## start Source records

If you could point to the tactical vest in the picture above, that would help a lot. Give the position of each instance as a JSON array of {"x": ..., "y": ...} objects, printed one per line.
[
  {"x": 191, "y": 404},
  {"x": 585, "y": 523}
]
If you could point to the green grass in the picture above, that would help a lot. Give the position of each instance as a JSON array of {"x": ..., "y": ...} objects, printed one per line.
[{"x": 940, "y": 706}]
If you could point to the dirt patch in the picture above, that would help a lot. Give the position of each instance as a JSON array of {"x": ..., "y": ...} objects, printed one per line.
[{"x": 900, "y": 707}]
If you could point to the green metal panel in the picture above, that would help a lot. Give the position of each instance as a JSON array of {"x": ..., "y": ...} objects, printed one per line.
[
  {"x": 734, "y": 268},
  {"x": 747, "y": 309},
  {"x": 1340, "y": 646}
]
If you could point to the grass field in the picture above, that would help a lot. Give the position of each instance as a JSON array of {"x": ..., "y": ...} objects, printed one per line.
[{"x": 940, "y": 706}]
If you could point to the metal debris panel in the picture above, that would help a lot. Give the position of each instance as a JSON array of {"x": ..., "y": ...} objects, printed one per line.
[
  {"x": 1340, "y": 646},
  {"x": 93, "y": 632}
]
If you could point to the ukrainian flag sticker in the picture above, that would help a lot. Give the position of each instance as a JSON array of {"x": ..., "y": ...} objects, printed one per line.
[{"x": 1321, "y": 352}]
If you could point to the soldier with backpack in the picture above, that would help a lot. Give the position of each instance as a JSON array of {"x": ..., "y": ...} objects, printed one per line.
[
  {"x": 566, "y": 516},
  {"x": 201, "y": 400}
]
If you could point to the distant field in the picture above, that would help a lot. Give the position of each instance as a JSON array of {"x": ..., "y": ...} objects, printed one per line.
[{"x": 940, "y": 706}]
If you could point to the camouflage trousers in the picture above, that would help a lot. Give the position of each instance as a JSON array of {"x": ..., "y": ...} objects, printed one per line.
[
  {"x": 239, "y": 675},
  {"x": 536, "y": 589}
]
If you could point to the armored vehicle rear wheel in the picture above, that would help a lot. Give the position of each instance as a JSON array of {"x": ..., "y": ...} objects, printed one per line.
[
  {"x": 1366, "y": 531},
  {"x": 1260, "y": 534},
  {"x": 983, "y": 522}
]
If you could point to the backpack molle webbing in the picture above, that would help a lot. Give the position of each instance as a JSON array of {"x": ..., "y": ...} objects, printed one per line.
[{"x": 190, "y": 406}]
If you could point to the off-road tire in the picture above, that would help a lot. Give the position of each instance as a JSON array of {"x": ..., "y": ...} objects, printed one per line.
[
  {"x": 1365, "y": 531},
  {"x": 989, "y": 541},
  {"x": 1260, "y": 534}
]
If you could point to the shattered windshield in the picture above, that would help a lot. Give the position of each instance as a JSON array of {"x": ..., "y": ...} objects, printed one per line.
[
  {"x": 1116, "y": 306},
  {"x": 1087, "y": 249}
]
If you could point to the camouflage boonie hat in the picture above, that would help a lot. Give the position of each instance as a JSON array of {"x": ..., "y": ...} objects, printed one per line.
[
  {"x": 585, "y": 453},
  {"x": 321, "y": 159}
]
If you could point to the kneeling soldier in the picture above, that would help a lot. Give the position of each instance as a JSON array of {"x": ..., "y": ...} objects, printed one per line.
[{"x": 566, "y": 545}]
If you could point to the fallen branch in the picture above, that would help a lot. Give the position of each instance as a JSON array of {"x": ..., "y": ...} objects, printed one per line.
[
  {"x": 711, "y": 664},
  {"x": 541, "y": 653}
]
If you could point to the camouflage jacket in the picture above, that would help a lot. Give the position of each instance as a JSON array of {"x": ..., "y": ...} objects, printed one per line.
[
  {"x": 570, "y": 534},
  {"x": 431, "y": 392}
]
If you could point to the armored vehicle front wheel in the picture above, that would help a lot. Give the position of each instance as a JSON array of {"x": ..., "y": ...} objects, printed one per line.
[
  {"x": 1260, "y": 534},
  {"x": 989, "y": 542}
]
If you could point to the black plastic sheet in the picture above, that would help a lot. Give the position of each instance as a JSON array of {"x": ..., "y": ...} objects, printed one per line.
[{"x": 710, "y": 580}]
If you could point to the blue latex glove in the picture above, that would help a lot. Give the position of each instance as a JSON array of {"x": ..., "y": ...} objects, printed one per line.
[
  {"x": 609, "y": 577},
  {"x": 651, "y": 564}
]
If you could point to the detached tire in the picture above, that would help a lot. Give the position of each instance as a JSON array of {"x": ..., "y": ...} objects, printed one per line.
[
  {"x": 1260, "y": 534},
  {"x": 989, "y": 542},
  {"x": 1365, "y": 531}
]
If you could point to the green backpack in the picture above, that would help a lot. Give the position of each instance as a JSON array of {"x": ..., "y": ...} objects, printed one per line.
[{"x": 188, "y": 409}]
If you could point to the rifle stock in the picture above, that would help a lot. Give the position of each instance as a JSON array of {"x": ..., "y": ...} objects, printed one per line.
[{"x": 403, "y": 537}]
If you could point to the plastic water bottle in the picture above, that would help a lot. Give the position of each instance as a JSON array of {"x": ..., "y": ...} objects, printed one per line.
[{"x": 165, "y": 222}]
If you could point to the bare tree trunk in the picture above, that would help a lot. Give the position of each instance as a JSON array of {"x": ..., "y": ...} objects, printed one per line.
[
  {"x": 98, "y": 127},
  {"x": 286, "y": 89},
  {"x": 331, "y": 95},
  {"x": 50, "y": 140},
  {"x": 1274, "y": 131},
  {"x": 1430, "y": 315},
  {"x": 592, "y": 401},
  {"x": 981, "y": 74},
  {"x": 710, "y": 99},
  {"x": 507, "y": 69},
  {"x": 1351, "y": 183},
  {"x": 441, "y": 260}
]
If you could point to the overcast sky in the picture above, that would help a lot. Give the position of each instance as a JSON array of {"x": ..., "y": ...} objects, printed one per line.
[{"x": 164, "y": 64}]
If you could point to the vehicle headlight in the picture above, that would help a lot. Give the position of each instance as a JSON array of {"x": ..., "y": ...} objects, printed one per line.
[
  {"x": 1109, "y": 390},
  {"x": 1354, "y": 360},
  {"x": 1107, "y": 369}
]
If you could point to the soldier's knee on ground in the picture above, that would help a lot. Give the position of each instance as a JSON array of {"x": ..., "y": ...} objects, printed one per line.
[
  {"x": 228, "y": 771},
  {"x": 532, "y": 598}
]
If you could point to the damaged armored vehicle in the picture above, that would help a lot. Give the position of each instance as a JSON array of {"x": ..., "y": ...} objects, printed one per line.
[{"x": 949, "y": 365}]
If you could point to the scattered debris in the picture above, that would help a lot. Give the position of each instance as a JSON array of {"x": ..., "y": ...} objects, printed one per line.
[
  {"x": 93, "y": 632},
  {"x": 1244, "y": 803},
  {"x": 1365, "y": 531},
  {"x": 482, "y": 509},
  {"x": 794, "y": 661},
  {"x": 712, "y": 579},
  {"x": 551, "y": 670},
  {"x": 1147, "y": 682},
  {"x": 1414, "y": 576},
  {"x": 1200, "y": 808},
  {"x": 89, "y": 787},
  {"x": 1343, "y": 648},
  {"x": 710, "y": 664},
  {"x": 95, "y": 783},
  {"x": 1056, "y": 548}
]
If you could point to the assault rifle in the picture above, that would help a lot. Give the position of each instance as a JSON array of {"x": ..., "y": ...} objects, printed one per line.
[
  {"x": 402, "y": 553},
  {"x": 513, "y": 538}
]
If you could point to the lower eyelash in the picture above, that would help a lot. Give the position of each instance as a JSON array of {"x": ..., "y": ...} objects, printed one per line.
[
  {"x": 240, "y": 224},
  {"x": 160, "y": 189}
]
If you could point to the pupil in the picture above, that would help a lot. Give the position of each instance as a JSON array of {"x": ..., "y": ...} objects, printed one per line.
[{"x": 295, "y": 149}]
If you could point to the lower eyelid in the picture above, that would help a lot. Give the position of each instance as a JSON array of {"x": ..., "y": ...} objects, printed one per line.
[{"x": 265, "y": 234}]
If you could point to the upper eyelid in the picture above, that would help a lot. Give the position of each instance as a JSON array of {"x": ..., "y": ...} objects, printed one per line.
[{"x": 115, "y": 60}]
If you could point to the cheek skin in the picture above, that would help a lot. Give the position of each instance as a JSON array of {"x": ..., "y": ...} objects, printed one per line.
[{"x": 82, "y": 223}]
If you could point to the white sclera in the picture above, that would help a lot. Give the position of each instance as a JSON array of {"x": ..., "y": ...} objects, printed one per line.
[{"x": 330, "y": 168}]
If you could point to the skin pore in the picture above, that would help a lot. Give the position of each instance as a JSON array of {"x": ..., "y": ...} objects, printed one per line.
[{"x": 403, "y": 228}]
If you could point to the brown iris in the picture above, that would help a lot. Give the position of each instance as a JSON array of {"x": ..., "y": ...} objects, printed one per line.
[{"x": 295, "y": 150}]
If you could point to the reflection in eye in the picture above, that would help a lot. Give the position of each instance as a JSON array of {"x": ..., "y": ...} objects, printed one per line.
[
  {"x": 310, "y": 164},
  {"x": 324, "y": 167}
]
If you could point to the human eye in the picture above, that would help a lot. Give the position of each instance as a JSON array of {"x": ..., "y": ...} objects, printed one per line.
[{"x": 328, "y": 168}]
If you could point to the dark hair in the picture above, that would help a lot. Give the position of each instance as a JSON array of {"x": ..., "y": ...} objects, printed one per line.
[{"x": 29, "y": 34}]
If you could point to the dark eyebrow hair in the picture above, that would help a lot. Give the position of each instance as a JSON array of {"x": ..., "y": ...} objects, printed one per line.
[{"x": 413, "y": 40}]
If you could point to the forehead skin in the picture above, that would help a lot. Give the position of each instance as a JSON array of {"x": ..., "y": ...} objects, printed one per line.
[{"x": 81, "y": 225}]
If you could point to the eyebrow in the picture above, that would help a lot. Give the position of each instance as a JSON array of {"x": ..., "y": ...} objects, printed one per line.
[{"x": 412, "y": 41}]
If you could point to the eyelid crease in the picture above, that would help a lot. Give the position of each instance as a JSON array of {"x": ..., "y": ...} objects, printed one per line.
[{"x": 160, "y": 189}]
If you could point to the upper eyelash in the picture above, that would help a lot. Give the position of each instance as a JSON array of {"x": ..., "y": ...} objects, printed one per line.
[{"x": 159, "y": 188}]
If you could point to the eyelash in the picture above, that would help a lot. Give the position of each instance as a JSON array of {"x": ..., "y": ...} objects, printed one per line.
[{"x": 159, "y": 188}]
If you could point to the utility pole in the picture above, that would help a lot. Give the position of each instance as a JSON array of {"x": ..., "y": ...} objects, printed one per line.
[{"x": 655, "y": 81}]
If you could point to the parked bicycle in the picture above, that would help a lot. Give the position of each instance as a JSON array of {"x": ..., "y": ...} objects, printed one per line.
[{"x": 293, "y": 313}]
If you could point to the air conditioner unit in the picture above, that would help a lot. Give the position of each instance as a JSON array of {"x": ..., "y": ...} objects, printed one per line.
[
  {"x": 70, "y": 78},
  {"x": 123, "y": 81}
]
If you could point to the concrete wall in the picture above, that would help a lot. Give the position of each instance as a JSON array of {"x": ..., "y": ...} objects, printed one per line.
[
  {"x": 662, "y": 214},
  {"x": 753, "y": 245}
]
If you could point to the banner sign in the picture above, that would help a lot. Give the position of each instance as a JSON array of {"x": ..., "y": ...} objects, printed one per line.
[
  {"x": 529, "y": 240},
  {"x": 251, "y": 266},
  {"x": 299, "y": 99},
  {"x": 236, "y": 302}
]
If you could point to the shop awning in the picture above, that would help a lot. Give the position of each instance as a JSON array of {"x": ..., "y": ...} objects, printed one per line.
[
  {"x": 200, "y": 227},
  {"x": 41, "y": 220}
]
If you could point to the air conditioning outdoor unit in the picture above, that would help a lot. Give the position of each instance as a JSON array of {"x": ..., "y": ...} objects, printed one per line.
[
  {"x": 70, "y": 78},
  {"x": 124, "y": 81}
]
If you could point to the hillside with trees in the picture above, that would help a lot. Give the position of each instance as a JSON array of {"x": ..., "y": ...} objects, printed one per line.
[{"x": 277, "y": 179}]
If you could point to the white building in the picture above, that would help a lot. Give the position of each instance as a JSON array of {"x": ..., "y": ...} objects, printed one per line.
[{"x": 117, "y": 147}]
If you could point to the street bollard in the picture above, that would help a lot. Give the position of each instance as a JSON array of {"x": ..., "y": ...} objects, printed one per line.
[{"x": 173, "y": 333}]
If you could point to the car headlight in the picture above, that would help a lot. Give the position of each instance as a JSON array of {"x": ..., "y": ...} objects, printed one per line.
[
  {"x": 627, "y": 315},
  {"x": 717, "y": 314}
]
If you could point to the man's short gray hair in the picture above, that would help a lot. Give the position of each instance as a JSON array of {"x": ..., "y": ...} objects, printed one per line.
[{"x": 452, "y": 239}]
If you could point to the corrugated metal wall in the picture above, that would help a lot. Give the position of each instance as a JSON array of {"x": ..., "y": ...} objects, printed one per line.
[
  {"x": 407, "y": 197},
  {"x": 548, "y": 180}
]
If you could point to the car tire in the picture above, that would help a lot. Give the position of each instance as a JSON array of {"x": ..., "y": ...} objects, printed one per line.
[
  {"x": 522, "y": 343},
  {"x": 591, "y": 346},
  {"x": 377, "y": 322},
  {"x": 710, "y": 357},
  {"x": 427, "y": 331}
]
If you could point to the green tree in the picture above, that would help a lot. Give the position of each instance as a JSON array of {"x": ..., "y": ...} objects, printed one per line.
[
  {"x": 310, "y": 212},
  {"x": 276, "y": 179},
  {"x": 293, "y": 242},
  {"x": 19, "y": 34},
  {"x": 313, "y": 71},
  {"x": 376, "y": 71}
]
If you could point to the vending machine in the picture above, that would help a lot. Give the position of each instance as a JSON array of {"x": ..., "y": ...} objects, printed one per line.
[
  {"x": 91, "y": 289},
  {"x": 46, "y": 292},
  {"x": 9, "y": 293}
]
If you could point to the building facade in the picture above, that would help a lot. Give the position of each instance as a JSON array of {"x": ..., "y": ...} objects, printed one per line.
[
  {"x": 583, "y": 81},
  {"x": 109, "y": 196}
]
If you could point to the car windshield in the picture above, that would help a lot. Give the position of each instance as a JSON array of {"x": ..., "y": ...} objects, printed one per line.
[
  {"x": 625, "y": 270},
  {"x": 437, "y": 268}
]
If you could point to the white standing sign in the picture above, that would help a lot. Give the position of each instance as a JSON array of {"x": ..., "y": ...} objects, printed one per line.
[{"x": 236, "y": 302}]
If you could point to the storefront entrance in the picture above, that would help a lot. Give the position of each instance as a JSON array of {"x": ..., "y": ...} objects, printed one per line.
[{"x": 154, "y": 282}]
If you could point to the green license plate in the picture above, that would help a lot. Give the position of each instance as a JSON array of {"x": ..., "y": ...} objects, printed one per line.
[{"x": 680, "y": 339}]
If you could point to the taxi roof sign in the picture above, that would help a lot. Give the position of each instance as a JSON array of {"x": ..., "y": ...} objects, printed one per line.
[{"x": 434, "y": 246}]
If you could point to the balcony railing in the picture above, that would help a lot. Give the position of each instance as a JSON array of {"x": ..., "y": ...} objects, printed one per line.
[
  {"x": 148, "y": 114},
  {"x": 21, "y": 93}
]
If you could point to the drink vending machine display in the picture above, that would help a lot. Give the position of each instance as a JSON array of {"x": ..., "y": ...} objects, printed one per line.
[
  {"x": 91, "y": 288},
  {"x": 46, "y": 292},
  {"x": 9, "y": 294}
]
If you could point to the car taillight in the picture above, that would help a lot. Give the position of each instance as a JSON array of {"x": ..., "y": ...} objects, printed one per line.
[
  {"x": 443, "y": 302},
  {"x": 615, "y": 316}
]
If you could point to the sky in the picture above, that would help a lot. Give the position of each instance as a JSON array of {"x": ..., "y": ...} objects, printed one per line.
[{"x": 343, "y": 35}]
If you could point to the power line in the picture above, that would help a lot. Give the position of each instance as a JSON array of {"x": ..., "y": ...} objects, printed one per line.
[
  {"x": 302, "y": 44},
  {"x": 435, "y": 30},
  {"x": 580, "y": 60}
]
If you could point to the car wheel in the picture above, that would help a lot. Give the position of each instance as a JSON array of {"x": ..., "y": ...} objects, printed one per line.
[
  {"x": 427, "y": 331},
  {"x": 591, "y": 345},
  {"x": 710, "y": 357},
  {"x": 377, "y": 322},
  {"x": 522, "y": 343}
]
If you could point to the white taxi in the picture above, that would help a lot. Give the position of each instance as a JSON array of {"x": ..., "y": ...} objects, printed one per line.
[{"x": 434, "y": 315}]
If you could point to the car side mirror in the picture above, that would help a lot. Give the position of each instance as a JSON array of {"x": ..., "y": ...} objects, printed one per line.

## end Source records

_Written task:_ Reproduce verbatim the records beginning with the line that contains "If you could point to the car wheel" and continuing through the end of the records.

_The result:_
If you could point to the car wheel in the picture above, that would help a lot. Give the position of each instance as a JSON array of {"x": ..., "y": ...} objects, printed one per line.
[
  {"x": 427, "y": 331},
  {"x": 591, "y": 345},
  {"x": 710, "y": 357},
  {"x": 377, "y": 322},
  {"x": 522, "y": 343}
]
If you could point to the white taxi in the picture above, that would help a lot. Give the position of each instance as a JSON array of {"x": ..., "y": ...} objects, printed one per line.
[{"x": 434, "y": 315}]
If you could point to the car side mirror in the picture above, that would help a lot. Give the position of each instance as a JSON array of {"x": ..., "y": ...} objects, printed one per line.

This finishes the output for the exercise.